- _EXERCISE DETAILS_
Please write out each entry below exactly as it appears.

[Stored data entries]
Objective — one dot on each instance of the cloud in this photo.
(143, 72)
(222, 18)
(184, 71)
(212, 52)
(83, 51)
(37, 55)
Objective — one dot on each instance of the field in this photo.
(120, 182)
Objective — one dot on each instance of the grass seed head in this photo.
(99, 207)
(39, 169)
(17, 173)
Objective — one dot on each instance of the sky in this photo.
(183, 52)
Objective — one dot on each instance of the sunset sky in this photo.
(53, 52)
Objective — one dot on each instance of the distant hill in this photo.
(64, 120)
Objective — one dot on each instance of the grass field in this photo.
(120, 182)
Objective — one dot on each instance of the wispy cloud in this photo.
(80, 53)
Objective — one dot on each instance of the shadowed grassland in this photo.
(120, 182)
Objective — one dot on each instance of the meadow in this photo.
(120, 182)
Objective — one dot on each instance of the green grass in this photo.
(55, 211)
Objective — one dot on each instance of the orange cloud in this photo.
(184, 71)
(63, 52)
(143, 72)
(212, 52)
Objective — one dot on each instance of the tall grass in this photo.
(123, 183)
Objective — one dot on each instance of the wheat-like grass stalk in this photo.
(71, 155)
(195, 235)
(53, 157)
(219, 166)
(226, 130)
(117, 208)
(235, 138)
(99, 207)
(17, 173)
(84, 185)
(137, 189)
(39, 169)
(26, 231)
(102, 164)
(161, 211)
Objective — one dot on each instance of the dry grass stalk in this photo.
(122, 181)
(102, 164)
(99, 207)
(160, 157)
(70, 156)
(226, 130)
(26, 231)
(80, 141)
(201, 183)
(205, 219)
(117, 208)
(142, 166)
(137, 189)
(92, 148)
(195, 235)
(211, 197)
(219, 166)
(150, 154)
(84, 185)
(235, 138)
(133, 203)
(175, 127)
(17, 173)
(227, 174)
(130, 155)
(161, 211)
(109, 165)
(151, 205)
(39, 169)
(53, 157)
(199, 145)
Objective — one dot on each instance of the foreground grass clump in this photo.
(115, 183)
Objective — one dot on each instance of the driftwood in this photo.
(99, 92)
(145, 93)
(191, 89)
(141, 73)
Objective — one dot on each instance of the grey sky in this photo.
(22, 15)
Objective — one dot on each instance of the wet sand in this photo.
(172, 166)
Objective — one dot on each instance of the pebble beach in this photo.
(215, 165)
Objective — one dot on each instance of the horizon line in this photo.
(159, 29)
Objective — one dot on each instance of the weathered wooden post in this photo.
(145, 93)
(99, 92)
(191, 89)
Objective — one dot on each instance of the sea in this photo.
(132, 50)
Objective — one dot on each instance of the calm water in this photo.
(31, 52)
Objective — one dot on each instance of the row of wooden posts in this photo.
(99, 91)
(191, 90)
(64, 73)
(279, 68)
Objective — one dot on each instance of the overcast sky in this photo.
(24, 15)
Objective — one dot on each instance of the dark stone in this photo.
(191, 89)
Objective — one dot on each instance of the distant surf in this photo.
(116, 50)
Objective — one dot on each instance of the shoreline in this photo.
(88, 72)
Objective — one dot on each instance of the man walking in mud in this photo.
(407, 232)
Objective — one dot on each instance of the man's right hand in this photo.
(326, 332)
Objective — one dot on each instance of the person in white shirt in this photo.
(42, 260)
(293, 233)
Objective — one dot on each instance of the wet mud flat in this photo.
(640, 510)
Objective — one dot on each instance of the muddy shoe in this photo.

- _SOLUTION TO THIS TASK_
Objective — one dot on each instance of the cloud in this photo.
(143, 72)
(222, 18)
(184, 71)
(212, 52)
(83, 51)
(37, 55)
Objective — one dot on each instance of the field in this photo.
(120, 182)
Objective — one dot on each instance of the grass seed head in this photo.
(99, 207)
(39, 169)
(17, 173)
Objective — one dot on each instance of the sky in this photo.
(183, 52)
Objective — one dot on each instance of the sunset sky in this photo.
(53, 52)
Objective — one dot on each instance of the distant hill in this photo.
(64, 120)
Objective — one dot on each instance of the grass field in this photo.
(120, 182)
Objective — one dot on each instance of the wispy cloud in this photo.
(80, 53)
Objective — one dot on each instance of the shadowed grassland in this photo.
(120, 182)
Objective — one dot on each instance of the meadow in this photo.
(120, 182)
Objective — one dot on each instance of the green grass in this photo.
(55, 211)
Objective — one dot on each instance of the orange cloud in this photo.
(184, 71)
(63, 52)
(143, 72)
(212, 52)
Objective — one dot on each instance of the tall grass in this photo.
(123, 183)
Objective — one dot on each instance of the wheat-like grass stalk in this photo.
(71, 155)
(195, 235)
(53, 157)
(219, 166)
(226, 130)
(117, 208)
(235, 138)
(99, 207)
(17, 173)
(84, 185)
(137, 189)
(39, 169)
(26, 231)
(102, 164)
(161, 211)
Objective — one dot on each instance of the dry grass stalk in this photo.
(122, 181)
(102, 164)
(99, 207)
(160, 157)
(70, 156)
(226, 130)
(26, 231)
(80, 141)
(201, 183)
(205, 219)
(117, 208)
(142, 166)
(137, 189)
(92, 148)
(195, 235)
(211, 197)
(219, 166)
(150, 154)
(84, 185)
(235, 138)
(133, 203)
(175, 127)
(17, 173)
(227, 174)
(130, 155)
(161, 211)
(109, 165)
(151, 205)
(39, 169)
(53, 157)
(199, 145)
Objective — one dot on each instance of the foreground grass clump in this photo.
(115, 183)
Objective — one dot on each instance of the driftwood in this photo.
(99, 92)
(145, 93)
(191, 89)
(141, 73)
Objective — one dot on each instance of the grey sky in this photo.
(22, 15)
Objective — one dot on each instance of the wet sand in this photo.
(172, 166)
Objective — one dot on each instance of the pebble beach in this photo.
(215, 165)
Objective — one dot on each instance of the horizon line in this photo.
(159, 29)
Objective — one dot on each instance of the weathered wooden post in this photo.
(145, 93)
(99, 92)
(191, 89)
Objective — one dot on each instance of the sea in this photo.
(132, 50)
Objective — one dot on each instance of the calm water in this photo.
(31, 52)
Objective — one dot on each instance of the row of wooden posts in this photo.
(99, 91)
(191, 90)
(64, 73)
(279, 68)
Objective — one dot on each instance of the overcast sky in this photo.
(24, 15)
Objective — one dot on each instance of the dark stone in this photo.
(191, 89)
Objective — one dot on each instance of the distant surf in this photo.
(116, 50)
Objective — one dot on each instance of the shoreline in this photo.
(88, 72)
Objective — one dot on each instance of the man walking in mud in this photo.
(407, 232)
Objective — one dot on each instance of the man's right hand in this photo.
(326, 332)
Objective — one dot on each instance of the person in white shirt in this photo.
(42, 260)
(293, 233)
Objective — one dot on each instance of the wet mud flat in this photo.
(640, 510)
Objective — one dot on each instance of the muddy shoe in this photo.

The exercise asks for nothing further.